'''
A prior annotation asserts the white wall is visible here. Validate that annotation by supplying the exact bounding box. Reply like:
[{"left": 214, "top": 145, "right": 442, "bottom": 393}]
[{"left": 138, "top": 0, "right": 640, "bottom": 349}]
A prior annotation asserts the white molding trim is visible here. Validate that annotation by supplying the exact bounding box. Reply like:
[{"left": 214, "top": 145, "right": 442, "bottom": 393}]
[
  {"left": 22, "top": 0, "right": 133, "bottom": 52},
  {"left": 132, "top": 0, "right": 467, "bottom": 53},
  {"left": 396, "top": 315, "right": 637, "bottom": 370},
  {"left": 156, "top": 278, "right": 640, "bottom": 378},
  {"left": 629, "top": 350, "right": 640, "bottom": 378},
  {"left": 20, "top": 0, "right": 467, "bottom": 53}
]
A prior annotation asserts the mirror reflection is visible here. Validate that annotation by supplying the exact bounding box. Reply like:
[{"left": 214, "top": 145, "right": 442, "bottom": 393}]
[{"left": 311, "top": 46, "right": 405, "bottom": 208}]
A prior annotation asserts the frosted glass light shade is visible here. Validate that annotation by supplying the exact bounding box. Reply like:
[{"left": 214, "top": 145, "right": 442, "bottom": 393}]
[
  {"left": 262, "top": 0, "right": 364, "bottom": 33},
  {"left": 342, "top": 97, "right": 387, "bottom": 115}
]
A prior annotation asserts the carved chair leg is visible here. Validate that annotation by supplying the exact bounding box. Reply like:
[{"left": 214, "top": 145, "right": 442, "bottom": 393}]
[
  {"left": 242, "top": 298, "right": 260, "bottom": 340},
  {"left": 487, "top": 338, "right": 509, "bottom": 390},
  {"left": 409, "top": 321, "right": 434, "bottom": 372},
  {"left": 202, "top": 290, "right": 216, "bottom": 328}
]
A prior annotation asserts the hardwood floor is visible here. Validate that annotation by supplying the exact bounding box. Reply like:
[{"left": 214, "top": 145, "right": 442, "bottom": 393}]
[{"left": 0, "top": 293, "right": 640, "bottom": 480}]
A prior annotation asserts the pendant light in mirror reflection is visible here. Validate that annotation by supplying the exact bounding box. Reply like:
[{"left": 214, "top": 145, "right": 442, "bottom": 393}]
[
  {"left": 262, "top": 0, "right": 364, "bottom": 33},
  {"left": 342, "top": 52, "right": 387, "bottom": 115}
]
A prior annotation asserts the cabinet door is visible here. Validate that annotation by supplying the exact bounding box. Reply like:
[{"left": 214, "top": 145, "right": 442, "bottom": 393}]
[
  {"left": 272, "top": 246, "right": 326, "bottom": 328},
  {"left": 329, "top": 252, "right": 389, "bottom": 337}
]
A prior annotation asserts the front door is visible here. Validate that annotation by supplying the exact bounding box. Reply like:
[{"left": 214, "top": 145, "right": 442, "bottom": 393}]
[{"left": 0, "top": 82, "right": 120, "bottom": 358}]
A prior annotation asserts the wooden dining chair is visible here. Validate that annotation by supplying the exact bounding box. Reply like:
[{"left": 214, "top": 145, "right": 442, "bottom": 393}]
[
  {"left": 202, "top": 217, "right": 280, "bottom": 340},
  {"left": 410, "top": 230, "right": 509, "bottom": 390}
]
'''
- **Exercise**: Render all of the material above as a numbered list with one line per item, and leave out any blank lines.

- **Response to the task**:
1. A prior annotation asserts the white wall is visible here. Validate that annotation by supplying the exact bounding box. Reply like:
2. [{"left": 214, "top": 145, "right": 442, "bottom": 393}]
3. [{"left": 138, "top": 0, "right": 640, "bottom": 349}]
4. A prior annotation asserts the white molding trim is visible here. Validate that annotation by supplying the exact bounding box. Reply like:
5. [{"left": 214, "top": 145, "right": 442, "bottom": 393}]
6. [
7.   {"left": 22, "top": 0, "right": 133, "bottom": 52},
8.   {"left": 132, "top": 0, "right": 467, "bottom": 53},
9.   {"left": 396, "top": 315, "right": 637, "bottom": 370},
10.   {"left": 156, "top": 278, "right": 640, "bottom": 378},
11.   {"left": 629, "top": 350, "right": 640, "bottom": 378},
12.   {"left": 20, "top": 0, "right": 467, "bottom": 53}
13. ]
14. A prior annotation asserts the mirror reflection is visible here. Validate that annotation by supplying the exact bounding box. Reply like:
15. [{"left": 214, "top": 145, "right": 442, "bottom": 393}]
16. [{"left": 311, "top": 46, "right": 405, "bottom": 208}]
17. A prior annotation asserts the frosted glass light shade is visible here. Validate that annotation by supplying the exact bounding box. Reply like:
18. [{"left": 214, "top": 145, "right": 442, "bottom": 393}]
19. [
20.   {"left": 262, "top": 0, "right": 364, "bottom": 33},
21.   {"left": 342, "top": 97, "right": 387, "bottom": 115}
22. ]
23. A prior annotation asserts the carved chair leg is visible here. Validate that annotation by supplying the exact bounding box. Reply like:
24. [{"left": 214, "top": 145, "right": 442, "bottom": 393}]
25. [
26.   {"left": 242, "top": 298, "right": 260, "bottom": 340},
27.   {"left": 487, "top": 338, "right": 509, "bottom": 390},
28.   {"left": 409, "top": 321, "right": 434, "bottom": 372},
29.   {"left": 202, "top": 290, "right": 216, "bottom": 328}
30. ]
31. A prior annotation asserts the hardwood floor is visible here. Validate that annotation by supplying the exact bounding box. Reply like:
32. [{"left": 214, "top": 145, "right": 442, "bottom": 393}]
33. [{"left": 0, "top": 293, "right": 640, "bottom": 480}]
34. A prior annotation asserts the pendant light in mirror reflection is visible here. Validate that annotation by supplying the exact bounding box. Reply like:
35. [{"left": 214, "top": 145, "right": 442, "bottom": 393}]
36. [
37.   {"left": 262, "top": 0, "right": 364, "bottom": 33},
38.   {"left": 342, "top": 52, "right": 387, "bottom": 115}
39. ]
40. A prior annotation asserts the cabinet door is visible here. Validate that annotation by supplying the exact bounding box. Reply like:
41. [{"left": 214, "top": 145, "right": 442, "bottom": 393}]
42. [
43.   {"left": 272, "top": 246, "right": 326, "bottom": 328},
44.   {"left": 329, "top": 252, "right": 389, "bottom": 337}
45. ]
46. A prior annotation asserts the front door is visible here. Validate that annotation by supplying the exact bounding box. Reply like:
47. [{"left": 214, "top": 145, "right": 442, "bottom": 393}]
48. [{"left": 0, "top": 82, "right": 120, "bottom": 358}]
49. A prior annotation asserts the wooden dining chair is visible here. Validate that annotation by supplying the exact bounding box. Reply like:
50. [{"left": 214, "top": 145, "right": 442, "bottom": 393}]
51. [
52.   {"left": 202, "top": 217, "right": 280, "bottom": 340},
53.   {"left": 410, "top": 230, "right": 509, "bottom": 390}
54. ]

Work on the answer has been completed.